(Text section)
New software analyses human genomes faster than others
Investigators at Nationwide Children’s Hospital have developed an analysis “pipeline” that slashes the time it takes to search a person’s genome for disease-causing variations from weeks to hours.
“It took around 13 years and $3 billion to sequence the first human genome,” says Peter White, PhD, principal investigator and director of the Biomedical Genomics Core at Nationwide Children’s and the study’s senior author. “Now, even the smallest research groups can complete genomic sequencing in a matter of days. However, once you’ve generated all that data, that’s the point where many groups hit a wall. After a genome is sequenced, scientists are left with billions of data points to analyse before any truly useful information can be gleaned for use in research and clinical settings.”
To overcome the challenges of analysing that large amount of data, Dr. White and his team developed a computational pipeline called “Churchill.” By using novel computational techniques, Churchill allows efficient analysis of a whole genome sample in as little as 90 minutes.
“Churchill fully automates the analytical process required to take raw sequence data through a series of complex and computationally intensive processes, ultimately producing a list of genetic variants ready for clinical interpretation and tertiary analysis,” Dr. White explains. “Each step in the process was optimized to significantly reduce analysis time, without sacrificing data integrity, resulting in an analysis method that is 100 percent reproducible.”
(End Text section)
(Input data)
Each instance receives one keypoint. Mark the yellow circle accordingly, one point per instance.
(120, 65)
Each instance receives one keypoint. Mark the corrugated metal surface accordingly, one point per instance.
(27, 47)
(End Input data)
▶ **Activities**:
- a) Decide whether each statement below agrees with the text on the Churchill genome analysis software. Answer yes or no for each, and quote the words of the text that decide it.
(i) Churchill can analyze a whole genome sample in as little as 90 minutes.
(ii) Sequencing the first human genome took around 13 years.
(iii) Churchill gives up some data integrity to gain speed.
- b) Carry on the text about the Churchill genome analysis software, starting right after its last sentence.

▶ **Responses for each task**:
- a)
(i) Yes: "Churchill allows efficient analysis of a whole genome sample in as little as 90 minutes."
(ii) Yes: "It took around 13 years and $3 billion to sequence the first human genome"
(iii) No: "without sacrificing data integrity"

- b)
The output of Churchill was validated using National Institute of Standards and Technology (NIST) benchmarks. In comparison with other computational pipelines, Churchill was shown to have the highest sensitivity at 99.7 percent; highest accuracy at 99.99 percent and the highest overall diagnostic effectiveness at 99.66 percent.
“At Nationwide Children’s we have a strategic goal to introduce genomic medicine into multiple domains of paediatric research and healthcare. Rapid diagnosis of monogenic disease can be critical in new-borns, so our initial focus was to create an analysis pipeline that was extremely fast, but didn’t sacrifice clinical diagnostic standards of reproducibility and accuracy” says Dr. White. “Having achieved that, we discovered that a secondary benefit of Churchill was that it could be adapted for population scale genomic analysis.”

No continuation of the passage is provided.